Ranking at Time of Posting: 164/248 (66%)

I'm not saying that spending another 9 hours on Tera was a great use of time, but I've done worse things on cold, snowy days next to a crackling fire. The game never outgrew its amateur execution, but I did ultimately become somewhat fond of the charming bizarreness of the thing, which persisted all the way to the end.

I was forced to start over after the last session because my DOSBox save states did not survive closing the program and re-opening it. (They just froze when I tried to load them.) However, commenter Buck's instructions on getting it to recognize mounted disk folders worked fine. Really, the comments were fantastically helpful overall, and I appreciate everyone pulling together to give this obscure title a shot.
    
A new character is rolled.
    
Having started over, I developed an appreciation for how much is randomized in each new game, including the positions of all buildings in the game world, the locations of NPCs, the interior maps (including all 8 levels of the City of Skulls), the name of the final villain, and the various words I needed to invoke.

__Required tasks__.
**A)** Decide whether each statement agrees with the Tera excerpt, answering yes or no and quoting the deciding words of the excerpt. (i) The DOSBox save states loaded properly after the program was closed and reopened. (ii) Buck's instructions for getting DOSBox to recognize mounted disk folders worked. (iii) The positions of buildings in the game world stay the same in each new game.
**B)** Answer these questions from the Tera excerpt.
(i) How many more hours were spent on Tera?
(ii) How many levels does the City of Skulls have?
(iii) What was the ranking at the time of posting?
**C)** Quote the Tera excerpt word for word between "I'm not saying" and "to the end.", inclusive.
The listing that comes next is independent material with no connection to the Tera excerpt.

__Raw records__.
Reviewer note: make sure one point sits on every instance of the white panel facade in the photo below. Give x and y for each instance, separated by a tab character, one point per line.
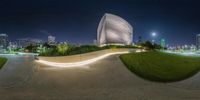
113	29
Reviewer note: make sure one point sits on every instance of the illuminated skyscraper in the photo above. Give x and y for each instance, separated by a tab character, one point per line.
113	29
198	41
51	39
4	41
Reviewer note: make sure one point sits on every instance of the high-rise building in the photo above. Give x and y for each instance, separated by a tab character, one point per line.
28	41
4	41
114	30
198	41
162	43
51	39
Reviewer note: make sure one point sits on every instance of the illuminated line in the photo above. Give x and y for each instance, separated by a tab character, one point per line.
81	63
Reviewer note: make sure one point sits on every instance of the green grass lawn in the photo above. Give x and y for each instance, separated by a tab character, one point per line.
2	61
162	67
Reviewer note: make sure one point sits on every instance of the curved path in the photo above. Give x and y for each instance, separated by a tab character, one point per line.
107	79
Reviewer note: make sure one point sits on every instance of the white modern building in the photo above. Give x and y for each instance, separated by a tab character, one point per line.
51	39
114	30
198	41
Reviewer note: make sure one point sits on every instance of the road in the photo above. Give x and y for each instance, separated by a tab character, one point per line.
108	79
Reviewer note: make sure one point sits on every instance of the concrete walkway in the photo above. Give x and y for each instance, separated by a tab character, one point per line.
107	79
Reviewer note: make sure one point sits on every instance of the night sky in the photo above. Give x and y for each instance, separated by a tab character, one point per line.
178	21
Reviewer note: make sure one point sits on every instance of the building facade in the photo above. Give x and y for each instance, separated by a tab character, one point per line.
21	43
198	41
114	30
51	39
3	41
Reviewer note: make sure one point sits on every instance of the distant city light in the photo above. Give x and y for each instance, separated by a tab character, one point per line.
153	34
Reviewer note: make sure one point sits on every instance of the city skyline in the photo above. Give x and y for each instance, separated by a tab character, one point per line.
175	21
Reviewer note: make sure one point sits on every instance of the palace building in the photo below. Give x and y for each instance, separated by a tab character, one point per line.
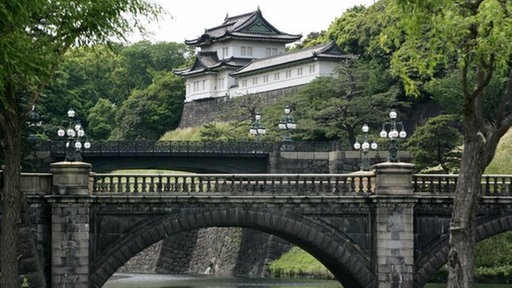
247	55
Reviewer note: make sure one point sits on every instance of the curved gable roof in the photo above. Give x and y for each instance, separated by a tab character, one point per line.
245	26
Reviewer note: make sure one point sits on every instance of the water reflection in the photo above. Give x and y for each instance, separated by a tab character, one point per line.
167	281
202	281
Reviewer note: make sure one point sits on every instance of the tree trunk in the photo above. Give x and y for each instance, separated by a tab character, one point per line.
463	222
12	203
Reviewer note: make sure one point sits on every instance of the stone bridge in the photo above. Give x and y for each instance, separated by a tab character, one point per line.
385	228
215	156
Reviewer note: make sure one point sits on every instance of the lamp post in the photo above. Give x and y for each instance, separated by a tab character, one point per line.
365	147
389	130
75	132
287	123
257	127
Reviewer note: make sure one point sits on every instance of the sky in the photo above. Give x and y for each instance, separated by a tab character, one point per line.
187	19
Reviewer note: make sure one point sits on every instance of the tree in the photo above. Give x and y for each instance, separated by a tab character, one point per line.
434	146
101	120
149	113
474	37
337	107
34	35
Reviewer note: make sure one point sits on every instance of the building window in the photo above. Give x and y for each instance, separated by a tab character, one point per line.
271	51
246	51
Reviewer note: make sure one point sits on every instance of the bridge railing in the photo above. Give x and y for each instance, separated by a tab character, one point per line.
163	148
491	185
234	184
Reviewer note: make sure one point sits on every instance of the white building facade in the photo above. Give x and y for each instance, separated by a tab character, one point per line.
247	55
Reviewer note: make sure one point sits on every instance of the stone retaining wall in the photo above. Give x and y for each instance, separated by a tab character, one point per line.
221	109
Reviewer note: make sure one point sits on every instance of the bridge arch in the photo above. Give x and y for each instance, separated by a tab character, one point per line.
334	250
439	255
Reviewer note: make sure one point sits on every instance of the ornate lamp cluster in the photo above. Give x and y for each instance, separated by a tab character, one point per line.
390	130
286	124
365	147
76	134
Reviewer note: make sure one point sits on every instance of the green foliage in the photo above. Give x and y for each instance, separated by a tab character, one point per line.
434	146
502	159
149	113
34	36
101	120
297	263
333	108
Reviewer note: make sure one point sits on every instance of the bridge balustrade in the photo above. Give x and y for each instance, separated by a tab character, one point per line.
144	147
491	185
237	184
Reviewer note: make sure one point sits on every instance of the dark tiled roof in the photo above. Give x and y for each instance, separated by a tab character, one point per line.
325	51
247	26
208	61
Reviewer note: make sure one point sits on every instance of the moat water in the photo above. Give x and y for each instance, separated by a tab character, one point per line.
168	281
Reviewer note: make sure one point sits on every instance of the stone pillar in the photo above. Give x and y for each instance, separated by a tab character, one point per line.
394	225
70	225
71	178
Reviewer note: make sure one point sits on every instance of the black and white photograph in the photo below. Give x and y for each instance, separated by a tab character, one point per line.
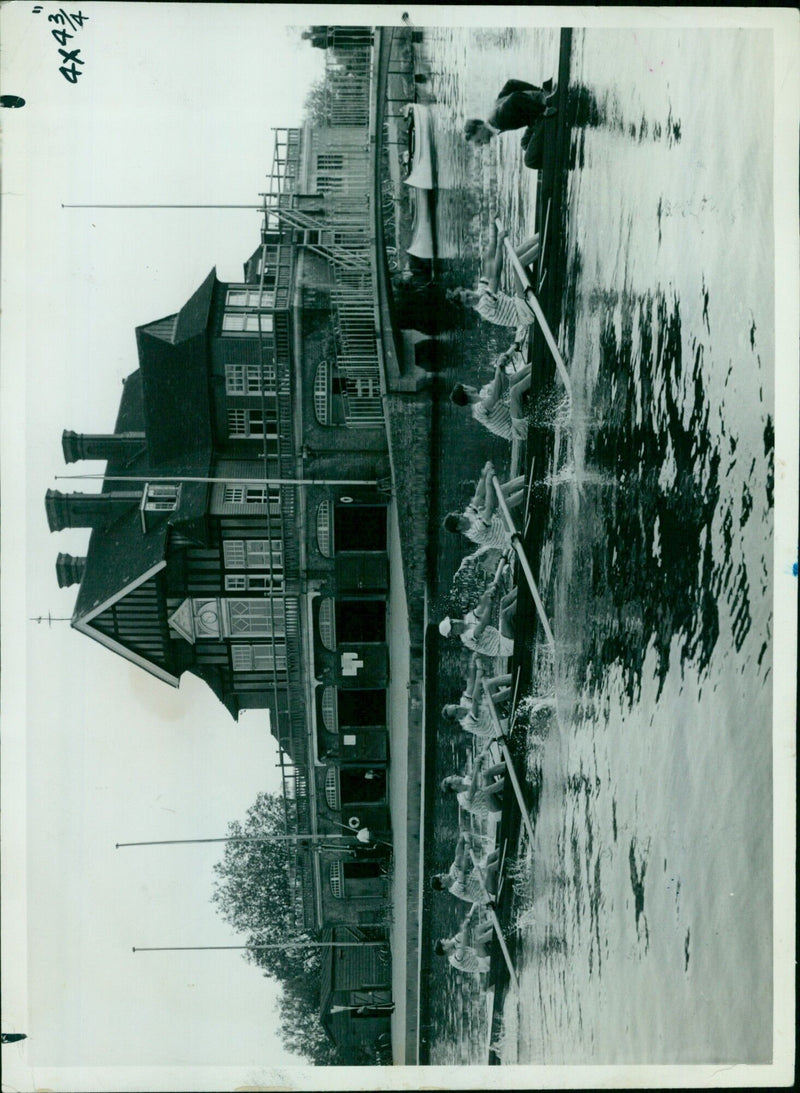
399	545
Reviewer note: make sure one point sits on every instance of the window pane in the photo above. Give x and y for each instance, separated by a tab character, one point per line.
262	616
259	658
234	553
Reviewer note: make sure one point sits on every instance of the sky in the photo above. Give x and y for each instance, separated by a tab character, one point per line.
175	103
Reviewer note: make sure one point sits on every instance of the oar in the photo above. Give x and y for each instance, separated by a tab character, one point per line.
501	738
517	543
495	921
536	307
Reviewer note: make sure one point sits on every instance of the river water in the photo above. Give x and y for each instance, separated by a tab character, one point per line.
644	906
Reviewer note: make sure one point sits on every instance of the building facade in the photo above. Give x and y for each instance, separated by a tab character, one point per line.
240	532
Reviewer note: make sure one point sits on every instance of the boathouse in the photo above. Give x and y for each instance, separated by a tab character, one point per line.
246	532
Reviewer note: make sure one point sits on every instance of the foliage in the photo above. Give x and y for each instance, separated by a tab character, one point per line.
251	893
316	105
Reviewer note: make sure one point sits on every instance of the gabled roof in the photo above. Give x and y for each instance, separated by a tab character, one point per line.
175	383
167	398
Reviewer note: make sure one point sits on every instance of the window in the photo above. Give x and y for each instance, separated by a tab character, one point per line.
331	789
161	498
330	184
251	423
259	658
253	495
261	618
253	583
248	322
324	528
360	621
249	297
327	623
249	379
360	528
337	880
330	161
329	709
253	553
321	394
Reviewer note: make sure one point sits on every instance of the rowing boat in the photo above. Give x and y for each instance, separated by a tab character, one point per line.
421	175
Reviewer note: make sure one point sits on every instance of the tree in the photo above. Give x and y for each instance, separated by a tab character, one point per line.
251	894
316	105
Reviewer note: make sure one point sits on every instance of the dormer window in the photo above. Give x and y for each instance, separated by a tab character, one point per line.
159	498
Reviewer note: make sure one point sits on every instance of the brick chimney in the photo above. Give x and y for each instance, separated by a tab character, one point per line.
69	569
101	446
87	509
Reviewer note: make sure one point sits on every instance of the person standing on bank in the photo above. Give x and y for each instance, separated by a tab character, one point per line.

__Answer list__.
**A)**
(i) No: "my DOSBox save states did not survive closing the program and re-opening it."
(ii) Yes: "commenter Buck's instructions on getting it to recognize mounted disk folders worked fine."
(iii) No: "how much is randomized in each new game, including the positions of all buildings in the game world"

**B)**
(i) 9 hours
(ii) 8 levels
(iii) 164/248 (66%)

**C)**
I'm not saying that spending another 9 hours on Tera was a great use of time, but I've done worse things on cold, snowy days next to a crackling fire. The game never outgrew its amateur execution, but I did ultimately become somewhat fond of the charming bizarreness of the thing, which persisted all the way to the end.